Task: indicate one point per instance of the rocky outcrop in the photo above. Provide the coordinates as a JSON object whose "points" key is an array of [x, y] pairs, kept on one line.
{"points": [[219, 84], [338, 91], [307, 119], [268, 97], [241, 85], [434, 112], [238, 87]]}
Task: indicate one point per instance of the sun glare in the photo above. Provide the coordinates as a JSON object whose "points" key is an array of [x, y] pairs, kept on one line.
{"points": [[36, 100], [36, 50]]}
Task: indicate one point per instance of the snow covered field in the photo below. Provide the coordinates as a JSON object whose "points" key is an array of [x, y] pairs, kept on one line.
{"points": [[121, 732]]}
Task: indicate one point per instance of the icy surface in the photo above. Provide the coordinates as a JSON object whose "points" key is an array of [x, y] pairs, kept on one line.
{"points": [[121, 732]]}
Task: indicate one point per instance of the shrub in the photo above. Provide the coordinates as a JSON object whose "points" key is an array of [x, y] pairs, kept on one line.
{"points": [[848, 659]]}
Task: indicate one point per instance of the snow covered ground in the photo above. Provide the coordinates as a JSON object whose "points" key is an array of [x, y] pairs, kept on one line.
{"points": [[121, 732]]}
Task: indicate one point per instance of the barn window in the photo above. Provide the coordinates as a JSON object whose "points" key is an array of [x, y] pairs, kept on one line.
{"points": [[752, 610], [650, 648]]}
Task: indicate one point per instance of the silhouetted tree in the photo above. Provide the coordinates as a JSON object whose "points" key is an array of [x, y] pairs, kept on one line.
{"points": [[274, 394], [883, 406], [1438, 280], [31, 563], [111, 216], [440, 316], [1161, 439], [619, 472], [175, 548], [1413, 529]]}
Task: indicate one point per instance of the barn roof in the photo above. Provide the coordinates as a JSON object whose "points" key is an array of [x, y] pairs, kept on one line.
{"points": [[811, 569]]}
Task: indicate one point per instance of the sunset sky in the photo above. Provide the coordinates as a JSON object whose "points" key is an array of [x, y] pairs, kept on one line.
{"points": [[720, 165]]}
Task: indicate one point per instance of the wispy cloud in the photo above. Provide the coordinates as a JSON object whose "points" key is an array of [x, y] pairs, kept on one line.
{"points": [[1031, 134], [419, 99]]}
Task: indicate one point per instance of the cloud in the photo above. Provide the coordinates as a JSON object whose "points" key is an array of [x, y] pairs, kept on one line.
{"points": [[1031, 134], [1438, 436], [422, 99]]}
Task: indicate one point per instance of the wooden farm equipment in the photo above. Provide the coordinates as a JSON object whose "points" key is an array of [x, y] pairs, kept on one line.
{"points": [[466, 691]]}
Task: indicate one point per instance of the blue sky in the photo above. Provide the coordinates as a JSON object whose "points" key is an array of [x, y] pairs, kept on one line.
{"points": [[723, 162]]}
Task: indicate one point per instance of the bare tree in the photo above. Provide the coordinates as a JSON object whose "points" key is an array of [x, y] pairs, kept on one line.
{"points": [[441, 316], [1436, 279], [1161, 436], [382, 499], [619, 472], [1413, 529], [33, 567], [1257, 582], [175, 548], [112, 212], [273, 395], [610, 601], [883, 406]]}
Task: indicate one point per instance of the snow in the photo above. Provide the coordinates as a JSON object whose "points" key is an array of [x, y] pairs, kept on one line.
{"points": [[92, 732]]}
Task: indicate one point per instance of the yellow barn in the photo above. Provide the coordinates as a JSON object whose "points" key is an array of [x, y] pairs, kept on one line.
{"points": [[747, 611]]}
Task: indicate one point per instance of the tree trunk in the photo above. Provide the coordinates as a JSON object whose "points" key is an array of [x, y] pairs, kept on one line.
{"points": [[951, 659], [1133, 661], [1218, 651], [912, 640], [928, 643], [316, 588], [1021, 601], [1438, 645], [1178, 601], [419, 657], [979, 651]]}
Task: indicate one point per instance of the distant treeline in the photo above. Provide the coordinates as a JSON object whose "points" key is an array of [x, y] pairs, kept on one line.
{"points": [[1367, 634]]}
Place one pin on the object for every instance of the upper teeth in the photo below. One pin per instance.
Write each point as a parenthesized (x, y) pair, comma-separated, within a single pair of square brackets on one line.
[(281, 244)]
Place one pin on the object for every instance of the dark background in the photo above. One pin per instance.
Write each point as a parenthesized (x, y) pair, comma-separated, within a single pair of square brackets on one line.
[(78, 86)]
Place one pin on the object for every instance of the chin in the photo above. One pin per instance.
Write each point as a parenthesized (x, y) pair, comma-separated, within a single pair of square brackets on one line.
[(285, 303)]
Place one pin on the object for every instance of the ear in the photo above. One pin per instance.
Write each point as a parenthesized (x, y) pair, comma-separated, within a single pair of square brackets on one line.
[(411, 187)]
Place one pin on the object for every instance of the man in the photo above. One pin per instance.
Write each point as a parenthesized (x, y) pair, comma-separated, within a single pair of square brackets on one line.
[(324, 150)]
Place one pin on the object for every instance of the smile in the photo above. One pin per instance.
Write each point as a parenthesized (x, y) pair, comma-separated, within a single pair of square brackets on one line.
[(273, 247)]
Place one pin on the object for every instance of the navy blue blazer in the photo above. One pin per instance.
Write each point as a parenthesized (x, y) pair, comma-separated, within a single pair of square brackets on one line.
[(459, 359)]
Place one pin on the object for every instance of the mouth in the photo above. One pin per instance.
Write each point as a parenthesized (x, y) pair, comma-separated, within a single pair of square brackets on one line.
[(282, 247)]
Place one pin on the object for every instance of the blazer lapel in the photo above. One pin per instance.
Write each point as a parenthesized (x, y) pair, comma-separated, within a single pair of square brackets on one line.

++++++++++

# EXERCISE INSTRUCTIONS
Every record listed above needs to be written out again exactly.

# SOLUTION TO THIS EXERCISE
Task: indicate one point per instance of the rocky outcrop in the photo above. Provide the coordinates as a JSON object whose "points" key is an array of [x, y] pairs, kept on one line.
{"points": [[219, 84], [338, 91], [307, 119], [268, 97], [241, 85], [434, 112], [238, 87]]}
Task: indicate one point per instance of the sun glare in the photo above. Provide the coordinates as a JSON object whose "points" key is an array of [x, y] pairs, kept on one line.
{"points": [[36, 100], [36, 50]]}
Task: indicate one point per instance of the snow covered field in the photo below. Provide the coordinates as a JSON object whose "points" key is an array of [x, y] pairs, kept on one line.
{"points": [[121, 732]]}
Task: indicate one point per instance of the icy surface in the photo above. Provide the coordinates as a JSON object whose "points" key is an array of [x, y] pairs, kept on one line.
{"points": [[121, 732]]}
Task: indicate one point per instance of the shrub in the photo above. Provide the coordinates as a JSON object whose "points" key is an array of [x, y] pairs, kept on one line.
{"points": [[848, 659]]}
Task: indicate one point per instance of the snow covered ground in the photo above. Provide the coordinates as a JSON object whose "points" key is an array of [x, y] pairs, kept on one line.
{"points": [[121, 732]]}
Task: indicate one point per instance of the barn window in the photo above. Provide the coordinates as a JSON object whose "points" key is an array of [x, y] pairs, kept on one line.
{"points": [[752, 610], [650, 648]]}
Task: indicate one point per instance of the silhouetted tree in the photo above. Provide the coordinates as a JSON object whose "points" key is an array of [x, y] pairs, kept on one line.
{"points": [[274, 394], [883, 406], [1438, 280], [31, 563], [111, 216], [440, 316], [1161, 439], [619, 472], [175, 548], [1413, 529]]}
Task: indicate one point per instance of the barn roof in the photo above. Provide the coordinates as a JSON object whose "points" key is an array of [x, y] pairs, kept on one line.
{"points": [[811, 569]]}
Task: indicate one point per instance of the sunset sky in the photo above. Provide the coordinates as a JSON object whose "points" key is an array of [x, y] pairs, kept on one line.
{"points": [[720, 165]]}
Task: indicate one point per instance of the wispy cloud in the photo above. Provide the coordinates as a JSON object whose "points" key is an array of [x, y] pairs, kept on one line.
{"points": [[1031, 134], [419, 99]]}
Task: indicate one point per instance of the cloud in the photo above. Provide the coordinates as a JSON object whose "points" key is an array of [x, y] pairs, kept on one line.
{"points": [[1031, 134], [1438, 436], [422, 99]]}
Task: indicate one point per instance of the wooden farm equipment in the photo above. Provide the coordinates as a JSON object whose "points" key is an array of [x, y] pairs, kept on one line.
{"points": [[466, 691]]}
Task: indicate one point per instance of the blue sky in the photo above. Provide the coordinates as a JSON object whose "points" key is an array of [x, y] pairs, kept on one line.
{"points": [[723, 162]]}
Task: indicate one point per instance of the bare tree in the photo above. Provide the coordinates as a JSON object whose "points" key is an array of [x, y] pairs, kept on one line.
{"points": [[441, 316], [1436, 279], [1161, 436], [382, 499], [619, 472], [1413, 529], [33, 567], [1257, 582], [175, 548], [112, 212], [273, 395], [610, 601], [883, 406]]}
Task: indicate one point per instance of the snow in the photo above. Provide the coordinates as a JSON object whose "points" key is an array of [x, y] pairs, kept on one line.
{"points": [[92, 732]]}
Task: indicate one point per instance of the yellow barn in the photo above. Provide the coordinates as a JSON object whose "points" key is an array of [x, y] pairs, kept on one line.
{"points": [[747, 611]]}
Task: indicate one point per instance of the tree trunk in the photo above. Provide the coordinates as a JSON object whose "points" key is an array of [x, y] pairs, kept on one line.
{"points": [[951, 659], [1133, 661], [1218, 651], [912, 640], [928, 643], [316, 588], [1021, 601], [1438, 645], [1178, 601], [419, 657], [979, 651]]}
Task: indicate one point per instance of the distant treeline in the photo above. Provide the coordinates as a JSON object whose "points" key is an array of [x, y] pairs, kept on one line.
{"points": [[1367, 634]]}
Place one pin on the object for every instance of the upper teeth in the photo below. One pin per instance.
Write each point as a parenthesized (x, y) pair, comma-separated, within a single pair of square brackets on one line.
[(281, 244)]
Place one pin on the object for every instance of the dark background in the photo above. One pin per instance.
Write each point as a parenthesized (x, y) pair, comma-separated, within a single pair of square brackets on one line.
[(78, 86)]
Place one pin on the object for every instance of the chin in the photo above. One pin per instance.
Write each point as a parenthesized (x, y) pair, comma-separated, within a single pair of square brackets on one line.
[(285, 303)]
Place one pin on the object for every instance of the ear in the photo above. One pin per instance.
Write each point as a parenthesized (x, y) pair, comma-separated, within a single pair of square brackets on one line.
[(411, 187)]
Place one pin on the object for every instance of the man in the photo above. One pin per instance.
Write each point as a parenthesized (x, y) pair, comma-separated, within a single pair of square brackets on one line.
[(324, 150)]
Place one pin on the object for every instance of the smile in the photo above. One pin per instance.
Write each point as a parenthesized (x, y) pair, comma-separated, within a single pair of square brackets on one line.
[(273, 247)]
Place one pin on the object for every instance of the navy blue blazer in the photo above. One pin per instance.
Write each point as a parenthesized (x, y) pair, comma-separated, within a single pair of square brackets on one line.
[(459, 359)]
Place one pin on the object for every instance of the mouth in the photo above. One pin per instance.
Write each point as a parenthesized (x, y) pair, comma-separated, within a single pair of square brackets on one line.
[(282, 247)]
Place one pin on the object for every instance of the blazer lapel in the photo above. One pin per instance.
Write each point as a parenthesized (x, y) pair, comma-separated, within a single pair of square brackets on one line.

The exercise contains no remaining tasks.